● **DATA SECTION**
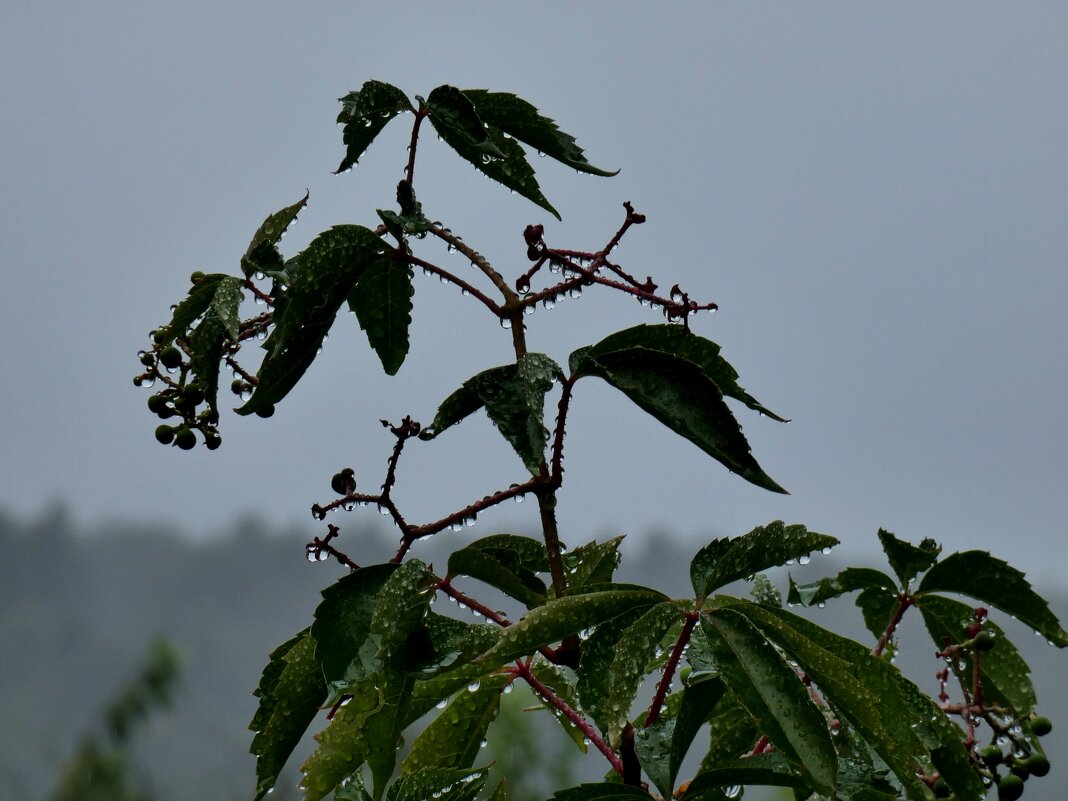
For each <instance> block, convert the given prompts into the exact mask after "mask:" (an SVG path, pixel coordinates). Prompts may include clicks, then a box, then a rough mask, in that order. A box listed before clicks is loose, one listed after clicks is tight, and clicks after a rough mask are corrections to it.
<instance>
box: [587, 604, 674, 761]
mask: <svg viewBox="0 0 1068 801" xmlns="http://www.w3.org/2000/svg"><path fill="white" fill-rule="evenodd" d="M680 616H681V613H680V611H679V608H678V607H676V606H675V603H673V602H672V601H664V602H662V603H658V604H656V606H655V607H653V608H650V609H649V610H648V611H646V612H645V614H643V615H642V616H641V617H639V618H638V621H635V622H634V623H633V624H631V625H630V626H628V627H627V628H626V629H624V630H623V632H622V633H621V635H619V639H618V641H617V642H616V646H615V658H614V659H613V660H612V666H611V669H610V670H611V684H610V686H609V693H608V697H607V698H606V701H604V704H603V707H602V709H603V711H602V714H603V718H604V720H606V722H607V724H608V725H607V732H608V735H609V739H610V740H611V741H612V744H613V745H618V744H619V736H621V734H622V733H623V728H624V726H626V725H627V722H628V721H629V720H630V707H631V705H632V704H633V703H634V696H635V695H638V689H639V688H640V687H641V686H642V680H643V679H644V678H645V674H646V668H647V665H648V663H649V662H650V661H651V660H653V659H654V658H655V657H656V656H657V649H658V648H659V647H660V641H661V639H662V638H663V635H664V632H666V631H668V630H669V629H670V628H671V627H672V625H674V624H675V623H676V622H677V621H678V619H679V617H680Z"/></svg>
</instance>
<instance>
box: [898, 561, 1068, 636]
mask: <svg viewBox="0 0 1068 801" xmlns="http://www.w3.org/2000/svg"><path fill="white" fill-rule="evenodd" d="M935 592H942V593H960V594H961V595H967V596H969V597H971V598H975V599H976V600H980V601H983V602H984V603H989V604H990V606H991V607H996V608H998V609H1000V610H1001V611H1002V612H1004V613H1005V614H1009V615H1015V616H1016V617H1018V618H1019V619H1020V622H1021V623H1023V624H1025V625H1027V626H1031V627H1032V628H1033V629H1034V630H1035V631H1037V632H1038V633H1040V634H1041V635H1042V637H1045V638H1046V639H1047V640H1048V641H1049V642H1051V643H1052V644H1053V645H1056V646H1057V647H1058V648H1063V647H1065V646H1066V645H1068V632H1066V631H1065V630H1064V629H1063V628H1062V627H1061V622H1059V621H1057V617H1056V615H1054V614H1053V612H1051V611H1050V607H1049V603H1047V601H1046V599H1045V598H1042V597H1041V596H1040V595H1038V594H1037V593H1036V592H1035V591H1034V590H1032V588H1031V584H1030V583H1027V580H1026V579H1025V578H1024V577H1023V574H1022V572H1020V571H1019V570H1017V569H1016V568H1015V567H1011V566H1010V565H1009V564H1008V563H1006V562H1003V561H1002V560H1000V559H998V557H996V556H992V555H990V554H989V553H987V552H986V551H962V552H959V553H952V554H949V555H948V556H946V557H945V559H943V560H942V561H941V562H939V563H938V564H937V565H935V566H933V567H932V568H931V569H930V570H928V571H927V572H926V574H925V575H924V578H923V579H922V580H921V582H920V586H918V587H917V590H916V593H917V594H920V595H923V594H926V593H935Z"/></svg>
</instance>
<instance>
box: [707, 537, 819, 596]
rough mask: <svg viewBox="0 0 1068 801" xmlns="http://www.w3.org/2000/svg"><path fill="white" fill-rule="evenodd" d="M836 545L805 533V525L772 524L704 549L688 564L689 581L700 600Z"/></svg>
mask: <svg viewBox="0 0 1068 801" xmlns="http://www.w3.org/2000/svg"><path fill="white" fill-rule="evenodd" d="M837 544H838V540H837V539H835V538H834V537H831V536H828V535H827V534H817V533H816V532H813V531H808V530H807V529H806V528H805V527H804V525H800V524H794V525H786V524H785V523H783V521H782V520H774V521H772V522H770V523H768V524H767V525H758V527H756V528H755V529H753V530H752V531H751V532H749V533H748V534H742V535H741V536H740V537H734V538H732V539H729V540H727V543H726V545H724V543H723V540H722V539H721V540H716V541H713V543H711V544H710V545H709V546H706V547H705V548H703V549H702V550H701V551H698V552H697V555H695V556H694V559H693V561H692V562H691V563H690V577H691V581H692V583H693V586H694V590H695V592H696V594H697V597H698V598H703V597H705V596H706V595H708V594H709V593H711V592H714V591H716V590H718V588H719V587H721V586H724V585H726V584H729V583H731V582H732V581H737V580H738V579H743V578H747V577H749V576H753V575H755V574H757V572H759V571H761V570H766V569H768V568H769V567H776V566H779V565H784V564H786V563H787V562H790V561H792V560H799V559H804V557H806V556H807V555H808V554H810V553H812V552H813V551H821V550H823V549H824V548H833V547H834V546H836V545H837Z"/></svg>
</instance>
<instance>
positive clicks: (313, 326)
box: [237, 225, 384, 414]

...

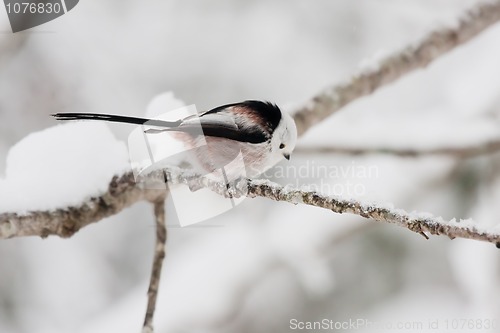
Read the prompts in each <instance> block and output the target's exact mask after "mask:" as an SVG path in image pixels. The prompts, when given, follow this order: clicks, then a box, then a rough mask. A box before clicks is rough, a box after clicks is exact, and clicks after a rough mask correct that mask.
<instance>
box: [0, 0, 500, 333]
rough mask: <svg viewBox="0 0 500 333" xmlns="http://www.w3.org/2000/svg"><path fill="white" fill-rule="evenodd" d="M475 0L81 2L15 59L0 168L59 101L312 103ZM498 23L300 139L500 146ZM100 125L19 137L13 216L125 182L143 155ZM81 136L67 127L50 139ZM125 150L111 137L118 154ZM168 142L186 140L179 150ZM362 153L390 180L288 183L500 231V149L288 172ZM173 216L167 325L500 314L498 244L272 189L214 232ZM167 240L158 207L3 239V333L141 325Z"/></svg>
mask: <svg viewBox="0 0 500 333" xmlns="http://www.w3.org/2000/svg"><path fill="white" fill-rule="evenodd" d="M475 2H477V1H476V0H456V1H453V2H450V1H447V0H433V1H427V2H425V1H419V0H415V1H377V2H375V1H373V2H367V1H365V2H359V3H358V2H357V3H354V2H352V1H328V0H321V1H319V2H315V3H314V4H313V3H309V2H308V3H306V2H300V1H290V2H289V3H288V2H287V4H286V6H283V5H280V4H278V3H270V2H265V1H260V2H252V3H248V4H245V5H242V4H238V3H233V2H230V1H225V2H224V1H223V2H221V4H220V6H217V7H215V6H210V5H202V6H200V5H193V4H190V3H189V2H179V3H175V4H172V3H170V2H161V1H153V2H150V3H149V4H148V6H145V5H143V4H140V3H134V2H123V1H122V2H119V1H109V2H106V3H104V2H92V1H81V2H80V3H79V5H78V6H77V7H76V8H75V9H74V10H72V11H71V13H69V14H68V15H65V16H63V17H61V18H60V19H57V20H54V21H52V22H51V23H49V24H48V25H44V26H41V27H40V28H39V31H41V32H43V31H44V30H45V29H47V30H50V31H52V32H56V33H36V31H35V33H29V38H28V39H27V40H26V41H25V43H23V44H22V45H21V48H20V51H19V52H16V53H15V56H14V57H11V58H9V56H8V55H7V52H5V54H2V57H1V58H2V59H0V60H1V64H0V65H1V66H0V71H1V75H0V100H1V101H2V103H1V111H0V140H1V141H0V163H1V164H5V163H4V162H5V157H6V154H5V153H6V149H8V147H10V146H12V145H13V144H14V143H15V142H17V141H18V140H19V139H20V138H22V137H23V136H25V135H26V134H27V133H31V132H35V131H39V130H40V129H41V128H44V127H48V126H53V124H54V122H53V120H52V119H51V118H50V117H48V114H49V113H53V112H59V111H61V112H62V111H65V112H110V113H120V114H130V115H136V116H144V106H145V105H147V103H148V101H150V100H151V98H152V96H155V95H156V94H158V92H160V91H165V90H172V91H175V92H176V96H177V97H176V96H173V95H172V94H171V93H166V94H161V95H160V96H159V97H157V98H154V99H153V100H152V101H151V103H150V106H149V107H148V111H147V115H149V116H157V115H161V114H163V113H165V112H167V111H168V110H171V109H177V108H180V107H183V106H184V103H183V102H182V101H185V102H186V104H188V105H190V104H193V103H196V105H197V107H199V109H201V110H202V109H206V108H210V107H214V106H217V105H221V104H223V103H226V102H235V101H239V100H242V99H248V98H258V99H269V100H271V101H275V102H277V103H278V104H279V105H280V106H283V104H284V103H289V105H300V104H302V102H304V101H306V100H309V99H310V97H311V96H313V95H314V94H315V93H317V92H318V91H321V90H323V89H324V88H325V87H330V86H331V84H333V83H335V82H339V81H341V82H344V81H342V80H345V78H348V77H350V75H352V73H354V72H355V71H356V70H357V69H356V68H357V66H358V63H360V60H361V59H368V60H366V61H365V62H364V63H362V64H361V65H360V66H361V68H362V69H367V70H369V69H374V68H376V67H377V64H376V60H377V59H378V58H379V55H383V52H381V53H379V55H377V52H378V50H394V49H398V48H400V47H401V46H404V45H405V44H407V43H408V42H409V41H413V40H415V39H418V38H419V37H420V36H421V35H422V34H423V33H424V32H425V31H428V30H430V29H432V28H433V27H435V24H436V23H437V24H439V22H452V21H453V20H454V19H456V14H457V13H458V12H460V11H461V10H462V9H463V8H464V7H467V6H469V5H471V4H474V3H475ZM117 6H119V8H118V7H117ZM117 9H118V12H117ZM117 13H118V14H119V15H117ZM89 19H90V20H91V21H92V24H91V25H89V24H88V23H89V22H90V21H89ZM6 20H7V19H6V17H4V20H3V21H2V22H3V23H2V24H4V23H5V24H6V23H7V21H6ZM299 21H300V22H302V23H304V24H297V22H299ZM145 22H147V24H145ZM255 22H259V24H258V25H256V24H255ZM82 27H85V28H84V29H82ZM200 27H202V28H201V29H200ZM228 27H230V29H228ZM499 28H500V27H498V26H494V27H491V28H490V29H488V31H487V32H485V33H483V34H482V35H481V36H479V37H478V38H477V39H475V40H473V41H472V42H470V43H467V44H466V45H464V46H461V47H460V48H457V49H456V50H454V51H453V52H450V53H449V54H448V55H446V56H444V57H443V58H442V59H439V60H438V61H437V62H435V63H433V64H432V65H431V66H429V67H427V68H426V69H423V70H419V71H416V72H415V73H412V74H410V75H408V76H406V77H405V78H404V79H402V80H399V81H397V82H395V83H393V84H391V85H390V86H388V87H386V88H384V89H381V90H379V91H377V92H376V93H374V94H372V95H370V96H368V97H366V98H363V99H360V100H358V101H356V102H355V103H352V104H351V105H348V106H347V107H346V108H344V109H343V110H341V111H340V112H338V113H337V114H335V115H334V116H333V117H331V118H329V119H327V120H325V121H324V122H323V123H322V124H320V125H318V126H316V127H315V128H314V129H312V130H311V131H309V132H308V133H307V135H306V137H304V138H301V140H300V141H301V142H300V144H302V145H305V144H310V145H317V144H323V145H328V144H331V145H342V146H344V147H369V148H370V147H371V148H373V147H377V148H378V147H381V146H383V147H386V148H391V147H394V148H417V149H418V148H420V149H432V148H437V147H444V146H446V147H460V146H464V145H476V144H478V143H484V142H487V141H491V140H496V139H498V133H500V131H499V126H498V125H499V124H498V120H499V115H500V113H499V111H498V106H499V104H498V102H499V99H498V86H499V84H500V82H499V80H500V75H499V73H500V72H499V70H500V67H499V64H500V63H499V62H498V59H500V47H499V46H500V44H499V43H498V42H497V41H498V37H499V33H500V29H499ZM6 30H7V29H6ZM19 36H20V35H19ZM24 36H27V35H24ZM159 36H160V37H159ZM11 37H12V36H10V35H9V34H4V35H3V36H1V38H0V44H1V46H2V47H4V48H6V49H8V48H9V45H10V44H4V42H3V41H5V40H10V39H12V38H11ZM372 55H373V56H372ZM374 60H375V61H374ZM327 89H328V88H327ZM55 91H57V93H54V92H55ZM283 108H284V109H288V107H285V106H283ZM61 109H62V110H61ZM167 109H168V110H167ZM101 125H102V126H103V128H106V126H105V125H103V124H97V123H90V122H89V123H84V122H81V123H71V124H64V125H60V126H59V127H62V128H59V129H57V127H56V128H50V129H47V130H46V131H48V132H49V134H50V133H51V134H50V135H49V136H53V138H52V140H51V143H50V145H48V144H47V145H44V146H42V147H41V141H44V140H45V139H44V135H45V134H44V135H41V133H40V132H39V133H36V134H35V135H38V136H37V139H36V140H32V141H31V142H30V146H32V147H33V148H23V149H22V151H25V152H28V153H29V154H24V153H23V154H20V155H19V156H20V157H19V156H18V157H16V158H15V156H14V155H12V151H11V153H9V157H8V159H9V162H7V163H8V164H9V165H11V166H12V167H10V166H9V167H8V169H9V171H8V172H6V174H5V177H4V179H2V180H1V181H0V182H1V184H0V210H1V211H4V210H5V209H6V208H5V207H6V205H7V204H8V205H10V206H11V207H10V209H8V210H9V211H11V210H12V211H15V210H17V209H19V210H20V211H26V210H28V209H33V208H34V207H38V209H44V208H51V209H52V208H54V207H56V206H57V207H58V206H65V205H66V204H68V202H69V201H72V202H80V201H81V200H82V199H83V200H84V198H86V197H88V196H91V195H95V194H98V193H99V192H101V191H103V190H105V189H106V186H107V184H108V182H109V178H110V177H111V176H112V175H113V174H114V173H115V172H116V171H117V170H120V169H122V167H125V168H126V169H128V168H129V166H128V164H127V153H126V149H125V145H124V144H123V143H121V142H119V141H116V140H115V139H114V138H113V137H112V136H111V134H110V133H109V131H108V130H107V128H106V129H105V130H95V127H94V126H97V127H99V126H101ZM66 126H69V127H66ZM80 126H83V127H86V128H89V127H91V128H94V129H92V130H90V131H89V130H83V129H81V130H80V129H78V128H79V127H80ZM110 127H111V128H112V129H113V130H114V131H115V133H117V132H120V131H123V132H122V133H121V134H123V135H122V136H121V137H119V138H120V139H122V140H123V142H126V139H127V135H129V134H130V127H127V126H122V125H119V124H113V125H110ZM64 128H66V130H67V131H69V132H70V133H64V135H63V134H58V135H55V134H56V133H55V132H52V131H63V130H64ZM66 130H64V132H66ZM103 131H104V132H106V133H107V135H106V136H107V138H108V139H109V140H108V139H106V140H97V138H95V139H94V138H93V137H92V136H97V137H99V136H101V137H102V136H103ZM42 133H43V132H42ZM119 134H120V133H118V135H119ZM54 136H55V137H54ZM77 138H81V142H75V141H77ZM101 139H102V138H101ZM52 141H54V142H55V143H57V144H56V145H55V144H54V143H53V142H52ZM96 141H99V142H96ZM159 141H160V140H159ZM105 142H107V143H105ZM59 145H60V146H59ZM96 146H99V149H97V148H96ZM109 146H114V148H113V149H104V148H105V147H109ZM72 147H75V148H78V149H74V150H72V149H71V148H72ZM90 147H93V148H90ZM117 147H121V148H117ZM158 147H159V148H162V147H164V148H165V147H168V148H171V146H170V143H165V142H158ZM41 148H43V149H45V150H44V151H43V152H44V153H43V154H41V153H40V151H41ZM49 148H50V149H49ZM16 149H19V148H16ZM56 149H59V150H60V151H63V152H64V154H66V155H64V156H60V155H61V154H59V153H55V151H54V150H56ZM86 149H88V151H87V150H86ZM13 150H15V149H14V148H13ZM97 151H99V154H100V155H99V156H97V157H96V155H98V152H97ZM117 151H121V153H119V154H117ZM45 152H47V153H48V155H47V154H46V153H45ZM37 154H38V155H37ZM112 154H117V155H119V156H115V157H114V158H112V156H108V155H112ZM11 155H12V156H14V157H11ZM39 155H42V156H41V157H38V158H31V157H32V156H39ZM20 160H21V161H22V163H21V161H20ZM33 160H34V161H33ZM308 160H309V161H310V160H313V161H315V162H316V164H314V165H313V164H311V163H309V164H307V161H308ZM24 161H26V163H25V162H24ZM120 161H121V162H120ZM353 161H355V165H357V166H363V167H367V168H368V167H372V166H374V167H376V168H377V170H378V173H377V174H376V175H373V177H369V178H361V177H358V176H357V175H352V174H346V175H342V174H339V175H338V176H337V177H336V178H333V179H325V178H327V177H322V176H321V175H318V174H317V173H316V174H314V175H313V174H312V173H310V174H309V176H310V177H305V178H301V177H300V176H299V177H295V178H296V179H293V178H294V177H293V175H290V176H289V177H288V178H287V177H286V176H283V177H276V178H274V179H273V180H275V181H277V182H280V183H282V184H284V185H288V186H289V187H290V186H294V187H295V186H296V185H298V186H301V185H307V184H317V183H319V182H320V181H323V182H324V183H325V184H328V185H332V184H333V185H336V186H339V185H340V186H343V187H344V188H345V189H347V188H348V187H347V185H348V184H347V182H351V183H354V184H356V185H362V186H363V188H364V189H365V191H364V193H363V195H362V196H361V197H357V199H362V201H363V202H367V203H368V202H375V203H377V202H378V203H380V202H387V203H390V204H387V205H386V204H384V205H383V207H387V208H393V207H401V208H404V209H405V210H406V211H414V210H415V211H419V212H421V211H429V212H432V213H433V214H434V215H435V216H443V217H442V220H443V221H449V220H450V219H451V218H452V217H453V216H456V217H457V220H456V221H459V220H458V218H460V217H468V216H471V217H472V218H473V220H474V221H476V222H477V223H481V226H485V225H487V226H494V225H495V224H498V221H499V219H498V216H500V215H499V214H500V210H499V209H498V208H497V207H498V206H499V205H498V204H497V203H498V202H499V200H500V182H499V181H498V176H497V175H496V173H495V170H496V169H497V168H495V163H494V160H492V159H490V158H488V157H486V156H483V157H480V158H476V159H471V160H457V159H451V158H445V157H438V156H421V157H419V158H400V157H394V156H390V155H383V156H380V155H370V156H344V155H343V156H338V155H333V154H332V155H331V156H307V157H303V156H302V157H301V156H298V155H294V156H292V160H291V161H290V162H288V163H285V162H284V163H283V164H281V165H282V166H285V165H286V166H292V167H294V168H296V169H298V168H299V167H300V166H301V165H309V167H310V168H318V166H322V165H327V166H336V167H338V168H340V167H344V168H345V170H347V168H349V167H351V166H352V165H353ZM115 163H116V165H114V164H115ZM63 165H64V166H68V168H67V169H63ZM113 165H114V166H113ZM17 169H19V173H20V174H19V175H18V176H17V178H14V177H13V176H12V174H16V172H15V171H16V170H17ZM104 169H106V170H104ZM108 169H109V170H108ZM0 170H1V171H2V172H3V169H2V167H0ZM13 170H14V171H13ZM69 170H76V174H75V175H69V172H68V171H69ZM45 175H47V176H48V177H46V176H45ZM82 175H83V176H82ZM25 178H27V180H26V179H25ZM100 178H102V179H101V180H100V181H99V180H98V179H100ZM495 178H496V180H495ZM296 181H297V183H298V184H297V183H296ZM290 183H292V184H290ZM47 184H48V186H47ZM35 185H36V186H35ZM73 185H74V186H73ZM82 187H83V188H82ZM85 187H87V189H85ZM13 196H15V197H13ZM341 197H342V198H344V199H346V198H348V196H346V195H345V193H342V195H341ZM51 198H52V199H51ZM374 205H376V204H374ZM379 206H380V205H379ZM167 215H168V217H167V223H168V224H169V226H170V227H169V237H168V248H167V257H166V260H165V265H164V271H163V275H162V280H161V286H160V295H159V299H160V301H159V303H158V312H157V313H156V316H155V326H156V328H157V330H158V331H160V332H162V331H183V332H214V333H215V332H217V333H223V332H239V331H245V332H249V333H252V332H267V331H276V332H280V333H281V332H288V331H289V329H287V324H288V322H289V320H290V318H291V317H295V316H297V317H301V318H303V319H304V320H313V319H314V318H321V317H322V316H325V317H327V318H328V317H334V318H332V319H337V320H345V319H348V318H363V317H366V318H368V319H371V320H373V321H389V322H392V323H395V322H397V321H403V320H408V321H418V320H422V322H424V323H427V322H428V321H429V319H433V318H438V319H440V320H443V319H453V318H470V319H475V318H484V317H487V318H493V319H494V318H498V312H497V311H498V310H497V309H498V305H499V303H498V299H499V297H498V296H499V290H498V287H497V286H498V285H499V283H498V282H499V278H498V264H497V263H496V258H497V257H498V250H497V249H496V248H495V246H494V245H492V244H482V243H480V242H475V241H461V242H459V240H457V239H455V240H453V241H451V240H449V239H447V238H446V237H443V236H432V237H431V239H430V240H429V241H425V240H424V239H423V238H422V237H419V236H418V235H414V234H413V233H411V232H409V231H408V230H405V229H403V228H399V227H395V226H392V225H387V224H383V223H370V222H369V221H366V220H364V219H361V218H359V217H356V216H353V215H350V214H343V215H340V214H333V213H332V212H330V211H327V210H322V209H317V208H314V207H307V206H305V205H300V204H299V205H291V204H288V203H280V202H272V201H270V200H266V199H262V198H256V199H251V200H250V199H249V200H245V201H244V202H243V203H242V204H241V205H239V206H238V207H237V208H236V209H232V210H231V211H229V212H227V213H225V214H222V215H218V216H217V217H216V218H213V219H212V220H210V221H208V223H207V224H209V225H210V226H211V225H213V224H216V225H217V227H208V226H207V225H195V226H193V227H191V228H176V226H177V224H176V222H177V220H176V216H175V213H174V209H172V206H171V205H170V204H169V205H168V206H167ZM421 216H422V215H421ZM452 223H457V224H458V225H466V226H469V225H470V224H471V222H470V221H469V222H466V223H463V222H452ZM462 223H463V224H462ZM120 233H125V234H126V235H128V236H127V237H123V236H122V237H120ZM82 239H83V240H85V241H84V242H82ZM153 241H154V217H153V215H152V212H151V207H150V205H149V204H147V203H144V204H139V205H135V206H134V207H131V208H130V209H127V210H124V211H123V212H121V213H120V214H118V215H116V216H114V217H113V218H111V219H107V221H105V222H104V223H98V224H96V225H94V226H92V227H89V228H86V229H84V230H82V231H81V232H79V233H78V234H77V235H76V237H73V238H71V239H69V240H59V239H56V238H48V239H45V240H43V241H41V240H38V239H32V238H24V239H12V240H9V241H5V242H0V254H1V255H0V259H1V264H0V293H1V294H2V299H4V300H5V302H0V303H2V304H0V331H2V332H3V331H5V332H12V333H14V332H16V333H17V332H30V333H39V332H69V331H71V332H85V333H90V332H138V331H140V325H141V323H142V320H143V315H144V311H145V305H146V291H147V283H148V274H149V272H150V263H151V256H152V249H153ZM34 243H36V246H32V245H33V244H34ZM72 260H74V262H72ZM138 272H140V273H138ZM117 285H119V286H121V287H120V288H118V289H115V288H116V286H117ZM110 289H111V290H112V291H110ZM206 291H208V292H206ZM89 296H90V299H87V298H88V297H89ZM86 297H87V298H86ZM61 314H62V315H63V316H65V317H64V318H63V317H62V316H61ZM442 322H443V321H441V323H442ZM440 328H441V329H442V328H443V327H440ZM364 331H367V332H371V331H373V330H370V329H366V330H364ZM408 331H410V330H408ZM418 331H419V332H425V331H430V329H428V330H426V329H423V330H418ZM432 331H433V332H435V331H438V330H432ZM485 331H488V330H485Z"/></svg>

--

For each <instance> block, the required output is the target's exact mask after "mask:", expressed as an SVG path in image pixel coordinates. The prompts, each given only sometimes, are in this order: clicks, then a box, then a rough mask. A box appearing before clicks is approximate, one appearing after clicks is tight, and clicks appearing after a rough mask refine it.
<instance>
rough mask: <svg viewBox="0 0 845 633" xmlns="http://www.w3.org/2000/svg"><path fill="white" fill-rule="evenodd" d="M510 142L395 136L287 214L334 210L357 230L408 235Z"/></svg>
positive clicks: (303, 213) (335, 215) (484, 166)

● **TO-DO ITEM**
Reproduce verbatim the lines of the listing starting at the line containing "Read the prompts" and ending at the line containing "box: [0, 0, 500, 333]", both included, and nothing else.

● **THE COMPLETED TASK**
Read the prompts in each <instance> block and output the target's exact mask after "mask:" as an SVG path in image pixels. The prompts, when given, follow this order: clicks, then a box, then a rough mask. A box before clicks is rough, a box after clicks is exact, and clicks after a rough mask correct that mask.
<instance>
box: [0, 0, 500, 333]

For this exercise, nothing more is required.